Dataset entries
— START —

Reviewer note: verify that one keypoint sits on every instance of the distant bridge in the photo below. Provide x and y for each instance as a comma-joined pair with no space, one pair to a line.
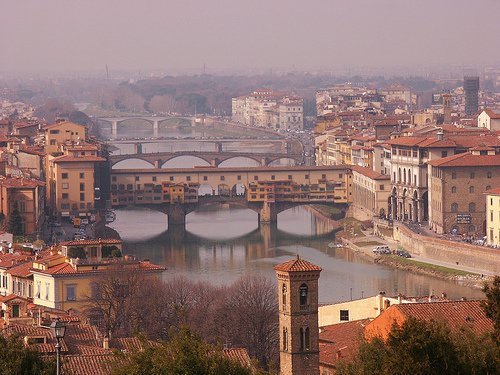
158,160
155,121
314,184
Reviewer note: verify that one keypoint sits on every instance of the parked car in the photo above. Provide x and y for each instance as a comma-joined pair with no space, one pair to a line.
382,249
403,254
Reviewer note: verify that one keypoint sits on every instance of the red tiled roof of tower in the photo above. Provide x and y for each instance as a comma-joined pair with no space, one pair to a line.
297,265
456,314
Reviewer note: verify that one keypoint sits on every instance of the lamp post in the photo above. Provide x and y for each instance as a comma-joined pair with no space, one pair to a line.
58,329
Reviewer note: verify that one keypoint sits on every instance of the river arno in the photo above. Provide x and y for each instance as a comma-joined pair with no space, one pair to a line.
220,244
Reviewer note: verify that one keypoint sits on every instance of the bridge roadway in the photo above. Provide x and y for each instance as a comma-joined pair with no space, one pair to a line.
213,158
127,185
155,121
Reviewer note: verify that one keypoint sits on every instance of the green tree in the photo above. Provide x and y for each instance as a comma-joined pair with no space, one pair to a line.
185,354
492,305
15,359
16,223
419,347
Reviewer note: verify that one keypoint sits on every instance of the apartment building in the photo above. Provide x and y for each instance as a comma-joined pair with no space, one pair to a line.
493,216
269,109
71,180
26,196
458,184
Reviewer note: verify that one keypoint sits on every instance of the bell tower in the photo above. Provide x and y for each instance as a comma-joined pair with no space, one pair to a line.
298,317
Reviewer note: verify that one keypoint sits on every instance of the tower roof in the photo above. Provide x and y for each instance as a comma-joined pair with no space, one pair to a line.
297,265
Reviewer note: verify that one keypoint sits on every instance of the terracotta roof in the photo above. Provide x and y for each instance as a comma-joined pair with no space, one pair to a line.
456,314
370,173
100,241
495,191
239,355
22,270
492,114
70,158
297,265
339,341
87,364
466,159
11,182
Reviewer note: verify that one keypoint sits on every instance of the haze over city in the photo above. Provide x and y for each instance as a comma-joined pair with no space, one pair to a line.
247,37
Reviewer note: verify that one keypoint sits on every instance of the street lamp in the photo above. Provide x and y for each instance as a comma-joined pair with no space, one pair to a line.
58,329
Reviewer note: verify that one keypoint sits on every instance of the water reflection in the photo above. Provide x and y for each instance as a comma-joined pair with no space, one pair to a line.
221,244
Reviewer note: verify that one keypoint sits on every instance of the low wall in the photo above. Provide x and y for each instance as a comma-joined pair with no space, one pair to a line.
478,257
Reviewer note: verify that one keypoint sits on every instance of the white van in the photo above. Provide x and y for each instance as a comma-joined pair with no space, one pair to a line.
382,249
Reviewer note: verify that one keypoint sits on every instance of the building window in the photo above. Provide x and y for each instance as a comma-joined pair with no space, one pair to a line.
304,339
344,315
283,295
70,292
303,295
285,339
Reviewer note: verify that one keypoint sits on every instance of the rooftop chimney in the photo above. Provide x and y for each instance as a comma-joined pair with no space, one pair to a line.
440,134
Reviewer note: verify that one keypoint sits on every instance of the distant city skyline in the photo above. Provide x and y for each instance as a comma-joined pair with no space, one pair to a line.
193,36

— END —
— START —

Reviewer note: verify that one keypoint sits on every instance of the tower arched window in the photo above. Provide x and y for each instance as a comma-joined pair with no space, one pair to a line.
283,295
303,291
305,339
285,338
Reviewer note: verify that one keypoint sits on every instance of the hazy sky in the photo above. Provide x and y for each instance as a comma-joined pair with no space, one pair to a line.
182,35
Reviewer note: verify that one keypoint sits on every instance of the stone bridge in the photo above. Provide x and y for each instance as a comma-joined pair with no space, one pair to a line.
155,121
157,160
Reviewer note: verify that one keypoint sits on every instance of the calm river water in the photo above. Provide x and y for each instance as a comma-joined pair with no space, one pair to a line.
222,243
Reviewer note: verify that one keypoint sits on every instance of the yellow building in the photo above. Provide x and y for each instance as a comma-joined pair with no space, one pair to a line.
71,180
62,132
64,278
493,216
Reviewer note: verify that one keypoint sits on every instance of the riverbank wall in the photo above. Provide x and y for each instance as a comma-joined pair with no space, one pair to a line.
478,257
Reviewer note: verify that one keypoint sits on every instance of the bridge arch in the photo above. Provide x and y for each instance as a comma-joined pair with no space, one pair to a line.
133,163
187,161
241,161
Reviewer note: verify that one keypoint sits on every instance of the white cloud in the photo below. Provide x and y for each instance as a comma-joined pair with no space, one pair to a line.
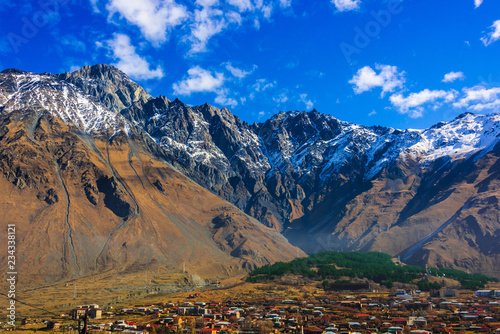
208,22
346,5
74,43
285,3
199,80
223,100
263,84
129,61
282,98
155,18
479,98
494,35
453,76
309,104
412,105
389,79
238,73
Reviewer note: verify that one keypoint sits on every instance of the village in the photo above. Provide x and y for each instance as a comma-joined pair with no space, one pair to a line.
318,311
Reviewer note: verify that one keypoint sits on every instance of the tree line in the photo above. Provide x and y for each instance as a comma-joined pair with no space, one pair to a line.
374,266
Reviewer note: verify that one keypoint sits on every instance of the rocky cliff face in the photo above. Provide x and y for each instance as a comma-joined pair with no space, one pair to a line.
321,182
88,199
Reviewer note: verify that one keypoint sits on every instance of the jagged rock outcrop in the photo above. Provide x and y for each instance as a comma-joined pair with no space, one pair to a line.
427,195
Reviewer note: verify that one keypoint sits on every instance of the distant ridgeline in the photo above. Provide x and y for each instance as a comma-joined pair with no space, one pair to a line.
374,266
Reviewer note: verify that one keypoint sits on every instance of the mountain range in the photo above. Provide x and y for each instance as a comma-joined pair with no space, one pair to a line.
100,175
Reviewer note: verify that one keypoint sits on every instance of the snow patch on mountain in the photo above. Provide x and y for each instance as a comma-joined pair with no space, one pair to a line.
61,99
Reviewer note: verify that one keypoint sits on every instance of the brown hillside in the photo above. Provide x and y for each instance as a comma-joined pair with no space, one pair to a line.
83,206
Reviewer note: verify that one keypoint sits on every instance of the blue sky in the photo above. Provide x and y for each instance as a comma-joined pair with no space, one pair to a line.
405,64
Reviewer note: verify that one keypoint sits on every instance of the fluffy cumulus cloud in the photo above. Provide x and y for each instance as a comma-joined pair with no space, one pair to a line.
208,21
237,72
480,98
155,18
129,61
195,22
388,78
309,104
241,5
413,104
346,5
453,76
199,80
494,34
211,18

— END —

== What is asked ==
Locate every line in the dataset entries above that contains the word "wall" and copy each one out.

== The result ==
Reviewer note: verify that one keypoint sits on every instance of the low wall in the photo above. Provide x and y for each instance as a comma-joined pair with no space, one pair to a line.
Reviewer note: verify that one keypoint sits on every instance of the riverbank wall in the photo above. Provide x and y for each instance as a comma-joined pair with no space, one pair to a line.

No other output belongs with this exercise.